··· Given passage ···
As 2018 came to a close, U.S. financial regulators continued to pursue anti-money laundering (“AML”) enforcement actions against financial institutions, announcing monetary penalties against and resolutions with three U.S. broker-dealers.  The Financial Crimes Enforcement Network (“FinCEN”), the Securities and Exchange Commission (“SEC”) and the Financial Industry Regulatory Authority (“FINRA”) announced on December 17, 2018 that they had issued parallel fines against UBS Financial Services Inc. (“UBSFS”) totaling $14.5 million for willful failures to comply with the Bank Secrecy Act (“BSA”).  FinCEN assessed a $14.5 million penalty, of which $5 million is to be paid to the U.S. Treasury Department, $5 million is to be paid to the SEC, and $4.5 million is to be paid to FINRA.[1]  The U.S. Department of Justice (“DOJ”) announced a criminal charge and a $400,000 fine two days later against Central States Capital Markets, LLC (“CSCM”) for willful BSA violations.  The charge against CSCM represents the first criminal BSA charge ever brought against a U.S. broker-dealer.  Finally, on December 26, 2018, FINRA announced a $10 million fine against Morgan Stanley Smith Barney LLC (“Morgan Stanley”) for AML program and supervisory failures.
···
**Tasks**:
1. In one to three sentences, explain why FinCEN, the SEC and FINRA fined UBS Financial Services Inc., according to the passage on anti-money laundering enforcement.
2. Count the lines of the records that contain the string "jeans" and give only that number.
The records are unrelated to the passage on anti-money laundering enforcement.
··· Data ···
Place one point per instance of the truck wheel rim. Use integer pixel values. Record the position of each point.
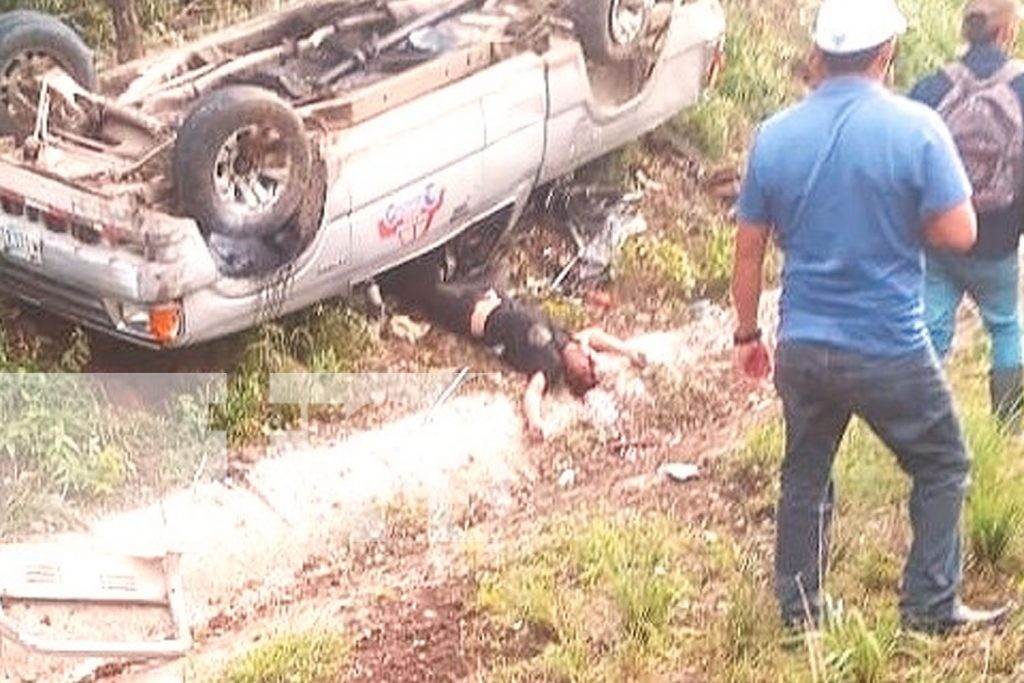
(627, 20)
(20, 80)
(251, 170)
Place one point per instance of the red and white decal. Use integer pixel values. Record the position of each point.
(412, 218)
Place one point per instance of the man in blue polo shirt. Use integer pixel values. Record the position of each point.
(982, 98)
(852, 183)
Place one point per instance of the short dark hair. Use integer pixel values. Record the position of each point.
(977, 29)
(852, 62)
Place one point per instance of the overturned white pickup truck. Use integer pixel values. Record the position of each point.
(207, 188)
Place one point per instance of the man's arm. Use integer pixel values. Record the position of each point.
(954, 229)
(748, 273)
(599, 340)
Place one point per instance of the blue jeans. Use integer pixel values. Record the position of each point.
(993, 286)
(906, 401)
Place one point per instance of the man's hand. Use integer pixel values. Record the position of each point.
(753, 360)
(638, 358)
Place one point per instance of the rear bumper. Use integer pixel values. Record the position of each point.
(70, 302)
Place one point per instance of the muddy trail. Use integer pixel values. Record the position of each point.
(366, 532)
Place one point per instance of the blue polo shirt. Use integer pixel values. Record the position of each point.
(853, 271)
(998, 231)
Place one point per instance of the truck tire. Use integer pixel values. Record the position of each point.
(610, 31)
(31, 43)
(241, 162)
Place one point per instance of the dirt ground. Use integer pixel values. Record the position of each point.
(368, 532)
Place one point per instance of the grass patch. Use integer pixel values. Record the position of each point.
(329, 338)
(757, 81)
(298, 657)
(932, 40)
(656, 262)
(600, 594)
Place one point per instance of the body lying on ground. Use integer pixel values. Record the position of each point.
(521, 335)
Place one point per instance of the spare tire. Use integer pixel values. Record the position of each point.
(241, 162)
(610, 31)
(31, 44)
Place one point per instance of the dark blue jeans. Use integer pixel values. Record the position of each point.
(906, 401)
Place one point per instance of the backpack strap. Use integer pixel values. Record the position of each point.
(966, 80)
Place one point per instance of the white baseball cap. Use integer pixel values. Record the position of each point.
(851, 26)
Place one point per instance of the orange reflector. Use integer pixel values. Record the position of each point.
(165, 322)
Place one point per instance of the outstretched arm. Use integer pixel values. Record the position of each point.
(599, 340)
(531, 404)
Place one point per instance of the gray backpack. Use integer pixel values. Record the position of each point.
(985, 119)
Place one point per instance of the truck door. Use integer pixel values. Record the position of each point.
(514, 119)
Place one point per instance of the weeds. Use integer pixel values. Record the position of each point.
(659, 262)
(932, 40)
(854, 651)
(995, 502)
(755, 83)
(298, 657)
(330, 338)
(601, 594)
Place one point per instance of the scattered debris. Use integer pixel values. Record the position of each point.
(679, 472)
(597, 220)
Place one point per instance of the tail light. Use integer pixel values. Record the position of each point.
(58, 220)
(159, 323)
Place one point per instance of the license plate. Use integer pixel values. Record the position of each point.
(19, 245)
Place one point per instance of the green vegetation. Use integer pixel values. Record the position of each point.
(328, 338)
(755, 84)
(160, 20)
(295, 657)
(65, 444)
(602, 595)
(931, 41)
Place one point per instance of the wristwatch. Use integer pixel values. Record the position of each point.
(749, 338)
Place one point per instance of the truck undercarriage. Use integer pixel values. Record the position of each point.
(220, 164)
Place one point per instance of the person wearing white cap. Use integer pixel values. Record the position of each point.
(981, 97)
(852, 182)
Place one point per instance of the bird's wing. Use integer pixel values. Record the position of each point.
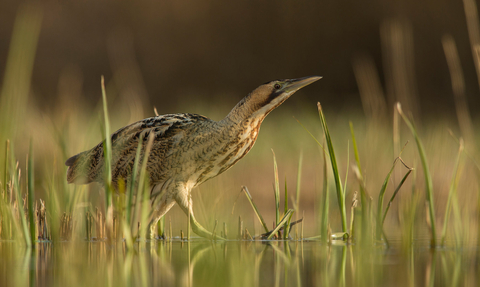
(88, 166)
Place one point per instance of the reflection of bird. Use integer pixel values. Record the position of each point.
(187, 149)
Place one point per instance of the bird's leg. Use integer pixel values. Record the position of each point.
(164, 206)
(184, 200)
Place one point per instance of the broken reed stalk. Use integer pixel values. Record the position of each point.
(276, 189)
(363, 194)
(107, 149)
(452, 192)
(326, 199)
(31, 195)
(426, 171)
(254, 206)
(336, 174)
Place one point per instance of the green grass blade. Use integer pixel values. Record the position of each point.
(380, 200)
(276, 190)
(338, 183)
(259, 216)
(107, 148)
(326, 200)
(5, 175)
(346, 173)
(365, 226)
(426, 171)
(355, 149)
(451, 192)
(31, 195)
(286, 208)
(133, 180)
(299, 181)
(142, 192)
(21, 208)
(395, 194)
(282, 222)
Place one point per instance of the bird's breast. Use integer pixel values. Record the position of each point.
(235, 145)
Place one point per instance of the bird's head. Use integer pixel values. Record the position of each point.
(272, 94)
(261, 101)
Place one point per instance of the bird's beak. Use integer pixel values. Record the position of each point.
(296, 84)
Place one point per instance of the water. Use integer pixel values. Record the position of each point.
(235, 263)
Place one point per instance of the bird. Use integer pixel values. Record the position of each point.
(187, 149)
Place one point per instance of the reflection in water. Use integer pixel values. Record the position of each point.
(233, 263)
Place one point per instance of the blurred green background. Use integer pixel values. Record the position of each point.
(204, 56)
(165, 53)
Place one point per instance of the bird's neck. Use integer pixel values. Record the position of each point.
(240, 112)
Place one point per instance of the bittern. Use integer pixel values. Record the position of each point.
(187, 149)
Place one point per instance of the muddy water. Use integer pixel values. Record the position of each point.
(235, 263)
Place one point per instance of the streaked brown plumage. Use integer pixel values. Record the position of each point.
(187, 149)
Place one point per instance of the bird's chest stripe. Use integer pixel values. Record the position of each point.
(232, 152)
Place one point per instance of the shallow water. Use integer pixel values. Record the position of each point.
(235, 263)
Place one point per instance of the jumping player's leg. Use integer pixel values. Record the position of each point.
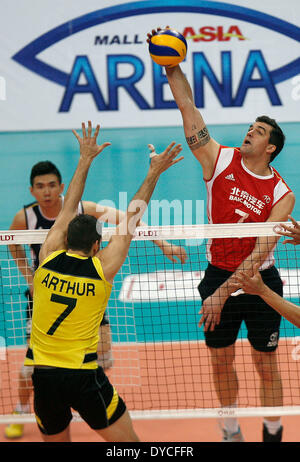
(104, 349)
(62, 437)
(120, 431)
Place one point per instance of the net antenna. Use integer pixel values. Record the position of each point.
(162, 367)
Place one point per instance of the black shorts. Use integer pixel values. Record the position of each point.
(261, 320)
(89, 392)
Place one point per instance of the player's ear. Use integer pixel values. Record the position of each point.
(271, 148)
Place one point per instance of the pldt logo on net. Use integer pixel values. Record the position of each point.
(256, 71)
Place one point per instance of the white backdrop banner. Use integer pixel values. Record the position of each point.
(64, 62)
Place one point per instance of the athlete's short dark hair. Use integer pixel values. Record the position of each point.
(83, 233)
(276, 135)
(44, 168)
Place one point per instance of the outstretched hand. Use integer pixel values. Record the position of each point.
(88, 144)
(161, 162)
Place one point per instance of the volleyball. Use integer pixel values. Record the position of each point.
(167, 47)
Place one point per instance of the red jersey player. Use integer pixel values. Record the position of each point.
(242, 186)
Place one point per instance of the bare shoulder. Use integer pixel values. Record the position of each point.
(89, 207)
(19, 221)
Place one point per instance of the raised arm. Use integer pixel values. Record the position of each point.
(114, 255)
(255, 286)
(212, 306)
(204, 148)
(18, 252)
(89, 149)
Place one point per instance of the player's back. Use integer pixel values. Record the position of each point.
(70, 297)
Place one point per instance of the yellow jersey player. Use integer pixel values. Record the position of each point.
(71, 288)
(47, 188)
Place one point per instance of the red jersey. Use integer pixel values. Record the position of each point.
(235, 194)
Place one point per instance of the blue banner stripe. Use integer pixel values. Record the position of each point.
(27, 55)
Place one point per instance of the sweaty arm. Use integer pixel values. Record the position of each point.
(213, 305)
(264, 245)
(113, 216)
(204, 148)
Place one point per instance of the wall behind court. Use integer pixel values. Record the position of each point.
(64, 62)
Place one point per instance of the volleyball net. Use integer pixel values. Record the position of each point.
(162, 366)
···
**Outputs**:
1. They fined UBS Financial Services Inc. for willful failures to comply with the Bank Secrecy Act. The parallel fines totaled $14.5 million.

2. 2